● Given problem
Rewrite every line of the material from the line with "label=white van action=detect" to the line with "[81,14,222,203]", both included, shifting each bounding-box coordinate by -9 and keeping all other text unchanged.
### Data provided ###
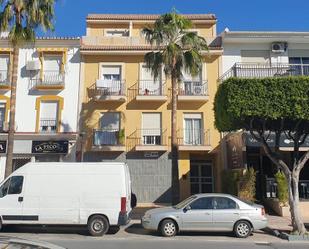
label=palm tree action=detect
[143,11,208,203]
[0,0,55,177]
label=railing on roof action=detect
[218,63,309,83]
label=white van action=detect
[0,162,131,236]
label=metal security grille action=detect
[190,161,213,195]
[13,157,31,171]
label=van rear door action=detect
[0,175,26,224]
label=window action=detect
[94,112,120,146]
[241,50,270,64]
[142,113,161,145]
[184,113,203,145]
[40,101,58,132]
[289,57,309,75]
[105,29,129,37]
[139,65,162,95]
[8,176,24,195]
[0,103,6,131]
[213,197,238,209]
[0,55,10,84]
[0,176,24,198]
[190,197,213,210]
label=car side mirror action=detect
[183,205,191,213]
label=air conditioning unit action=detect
[193,85,203,95]
[271,42,288,53]
[26,60,41,71]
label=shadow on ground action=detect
[1,225,120,236]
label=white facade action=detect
[0,38,80,180]
[221,30,309,77]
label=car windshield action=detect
[173,195,196,209]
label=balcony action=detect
[136,80,167,102]
[40,119,58,133]
[219,63,309,83]
[31,71,65,91]
[178,129,212,151]
[92,129,125,152]
[81,36,149,46]
[89,80,126,102]
[0,70,11,90]
[178,81,209,102]
[135,129,168,151]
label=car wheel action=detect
[88,215,109,236]
[160,219,177,237]
[234,220,252,238]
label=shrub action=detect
[238,168,256,201]
[275,171,289,205]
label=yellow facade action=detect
[81,15,222,203]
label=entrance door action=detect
[190,161,213,195]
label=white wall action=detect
[16,45,80,132]
[222,38,309,73]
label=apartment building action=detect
[0,37,80,179]
[219,30,309,200]
[81,14,222,203]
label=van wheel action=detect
[88,215,109,236]
[234,220,252,238]
[160,219,177,237]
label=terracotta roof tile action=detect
[87,14,217,20]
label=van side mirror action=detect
[183,205,191,213]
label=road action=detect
[0,222,309,249]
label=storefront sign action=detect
[32,141,69,154]
[0,141,6,154]
[226,134,245,169]
[244,133,309,148]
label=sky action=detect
[50,0,309,36]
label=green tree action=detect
[0,0,55,176]
[214,76,309,234]
[143,11,208,203]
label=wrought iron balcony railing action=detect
[178,81,208,96]
[138,80,165,96]
[178,129,210,146]
[32,70,65,87]
[136,129,167,145]
[93,129,124,146]
[40,119,58,133]
[219,63,309,82]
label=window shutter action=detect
[142,113,161,136]
[40,101,58,120]
[44,56,62,71]
[100,112,120,131]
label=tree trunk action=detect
[287,171,307,235]
[5,46,19,177]
[171,75,179,204]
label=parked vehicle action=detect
[142,194,267,238]
[0,163,131,236]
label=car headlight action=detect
[143,214,151,220]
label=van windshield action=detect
[173,195,196,209]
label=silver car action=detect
[142,194,267,238]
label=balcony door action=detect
[180,70,203,95]
[40,101,58,132]
[0,103,6,131]
[94,112,120,145]
[0,55,10,84]
[43,55,63,85]
[190,160,213,195]
[139,65,162,96]
[97,65,122,95]
[141,113,162,145]
[184,114,203,145]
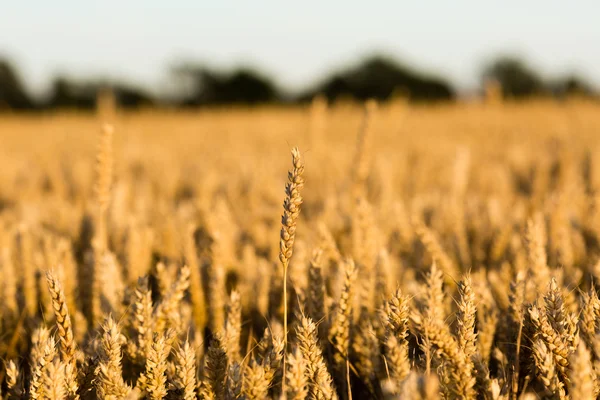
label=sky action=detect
[0,0,600,93]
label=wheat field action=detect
[0,99,600,400]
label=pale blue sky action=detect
[0,0,600,92]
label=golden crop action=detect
[0,100,600,400]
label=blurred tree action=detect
[552,75,598,97]
[300,56,454,101]
[46,76,154,110]
[173,64,281,105]
[482,57,545,98]
[0,59,34,110]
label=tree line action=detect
[0,56,598,110]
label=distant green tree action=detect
[0,59,34,110]
[482,57,546,98]
[301,56,454,101]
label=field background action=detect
[0,99,600,399]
###
● Written response
label=white van action=detect
[-9,153,122,227]
label=metal security grille action=detect
[181,152,204,186]
[4,148,22,162]
label=van rear door action=detect
[-9,166,17,215]
label=window action=detect
[85,103,111,137]
[232,41,261,55]
[133,104,152,136]
[175,104,194,136]
[31,92,49,123]
[280,48,300,66]
[96,20,120,28]
[130,56,153,86]
[-1,167,15,186]
[-9,94,-3,122]
[204,188,229,200]
[-9,46,1,75]
[-9,167,15,189]
[181,188,204,201]
label=car side mirror action=detect
[174,196,182,204]
label=air conditioning unit action=detect
[184,76,194,86]
[262,33,279,44]
[17,51,32,62]
label=shadow on ground action=detect
[-8,216,111,227]
label=white facade action=detect
[-9,29,71,171]
[212,21,300,68]
label=car windshield action=detect
[164,186,187,200]
label=balcony action=detect
[127,71,158,93]
[31,110,49,124]
[210,54,300,74]
[22,62,56,82]
[169,120,203,142]
[83,120,116,143]
[72,27,140,37]
[80,71,117,93]
[-9,61,2,81]
[169,72,200,93]
[126,120,159,142]
label=car wheel action=detect
[79,206,100,227]
[151,210,168,228]
[225,211,243,229]
label=shrub action=detect
[229,159,247,192]
[266,162,280,196]
label=yellow facade action=detect
[72,6,213,194]
label=entrance door action=detect
[181,152,204,186]
label=white wall action=detect
[7,36,71,123]
[213,29,300,64]
label=apartment building action=detect
[-9,28,71,170]
[210,21,300,191]
[72,5,213,194]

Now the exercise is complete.